**Requirement:** Please pick out and copy every line of the rows below that contains the word "white". Case counts.

**Source records:**
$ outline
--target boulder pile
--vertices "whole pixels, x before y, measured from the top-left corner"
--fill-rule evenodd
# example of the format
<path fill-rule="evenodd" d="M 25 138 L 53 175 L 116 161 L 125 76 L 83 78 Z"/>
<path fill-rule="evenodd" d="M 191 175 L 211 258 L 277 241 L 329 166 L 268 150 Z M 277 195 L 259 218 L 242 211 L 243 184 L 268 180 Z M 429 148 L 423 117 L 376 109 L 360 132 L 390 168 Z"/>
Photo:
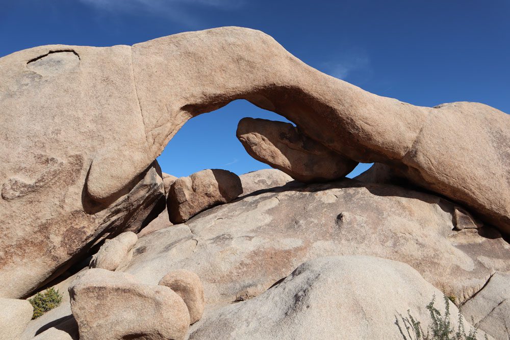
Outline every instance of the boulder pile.
<path fill-rule="evenodd" d="M 188 120 L 238 99 L 292 122 L 239 122 L 275 169 L 162 172 Z M 510 336 L 496 109 L 380 97 L 236 27 L 13 53 L 0 107 L 0 339 L 397 339 L 439 327 L 431 303 Z"/>

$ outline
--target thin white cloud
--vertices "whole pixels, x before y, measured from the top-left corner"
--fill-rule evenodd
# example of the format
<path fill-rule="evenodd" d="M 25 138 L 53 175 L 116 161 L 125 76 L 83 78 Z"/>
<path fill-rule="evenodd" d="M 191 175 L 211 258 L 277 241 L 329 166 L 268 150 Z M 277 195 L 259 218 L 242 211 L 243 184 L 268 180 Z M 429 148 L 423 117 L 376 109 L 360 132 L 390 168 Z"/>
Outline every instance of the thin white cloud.
<path fill-rule="evenodd" d="M 196 26 L 198 20 L 193 10 L 206 7 L 221 10 L 236 9 L 245 0 L 79 0 L 101 11 L 113 13 L 142 13 L 169 19 L 188 26 Z"/>
<path fill-rule="evenodd" d="M 345 53 L 334 61 L 325 63 L 324 66 L 326 73 L 343 80 L 360 75 L 367 78 L 372 73 L 370 59 L 361 51 Z"/>

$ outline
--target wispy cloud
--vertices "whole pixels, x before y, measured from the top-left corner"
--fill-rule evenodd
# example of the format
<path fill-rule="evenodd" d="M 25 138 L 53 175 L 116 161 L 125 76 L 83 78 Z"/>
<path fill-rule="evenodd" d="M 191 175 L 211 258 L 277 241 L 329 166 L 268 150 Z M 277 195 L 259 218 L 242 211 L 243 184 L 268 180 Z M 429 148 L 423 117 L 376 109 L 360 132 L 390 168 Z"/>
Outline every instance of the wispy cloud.
<path fill-rule="evenodd" d="M 221 10 L 239 8 L 245 0 L 79 0 L 96 9 L 113 13 L 141 13 L 166 16 L 187 26 L 196 26 L 193 10 L 200 7 Z"/>
<path fill-rule="evenodd" d="M 354 78 L 363 82 L 372 75 L 370 59 L 366 52 L 361 50 L 344 52 L 334 60 L 324 63 L 323 66 L 326 73 L 343 80 Z"/>

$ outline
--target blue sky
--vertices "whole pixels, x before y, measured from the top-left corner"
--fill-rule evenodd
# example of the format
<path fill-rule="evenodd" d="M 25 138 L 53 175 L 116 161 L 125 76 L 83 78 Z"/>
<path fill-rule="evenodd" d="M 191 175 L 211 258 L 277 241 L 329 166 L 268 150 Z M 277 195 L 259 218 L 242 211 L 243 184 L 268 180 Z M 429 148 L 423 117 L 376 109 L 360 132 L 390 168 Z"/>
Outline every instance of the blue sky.
<path fill-rule="evenodd" d="M 510 113 L 508 0 L 0 0 L 0 57 L 227 25 L 261 30 L 309 65 L 380 95 L 427 106 L 478 101 Z M 193 118 L 158 158 L 163 171 L 268 167 L 235 137 L 247 116 L 283 120 L 244 101 Z"/>

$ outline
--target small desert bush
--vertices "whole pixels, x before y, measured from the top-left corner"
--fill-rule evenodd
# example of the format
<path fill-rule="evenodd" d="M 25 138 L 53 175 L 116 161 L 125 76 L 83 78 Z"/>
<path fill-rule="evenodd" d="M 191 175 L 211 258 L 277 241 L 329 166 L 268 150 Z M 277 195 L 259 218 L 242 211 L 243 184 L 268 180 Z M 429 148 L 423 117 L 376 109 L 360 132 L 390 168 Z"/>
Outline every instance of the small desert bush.
<path fill-rule="evenodd" d="M 29 302 L 34 307 L 32 320 L 37 319 L 48 310 L 58 306 L 62 302 L 62 295 L 53 287 L 49 288 L 43 293 L 38 293 Z"/>
<path fill-rule="evenodd" d="M 456 330 L 454 329 L 450 319 L 448 303 L 450 299 L 448 297 L 444 297 L 445 310 L 444 316 L 434 307 L 435 300 L 436 296 L 434 296 L 430 303 L 426 306 L 432 321 L 426 332 L 423 331 L 420 322 L 413 318 L 409 310 L 407 310 L 407 317 L 401 314 L 399 314 L 398 317 L 395 317 L 395 324 L 398 327 L 404 340 L 477 340 L 477 325 L 475 325 L 475 328 L 466 334 L 464 318 L 461 316 L 460 312 L 458 314 L 458 326 Z M 400 324 L 400 321 L 403 325 Z M 487 335 L 485 338 L 488 338 Z"/>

**Solution to this exercise:**
--target thin white cloud
Outline every instance of the thin white cloud.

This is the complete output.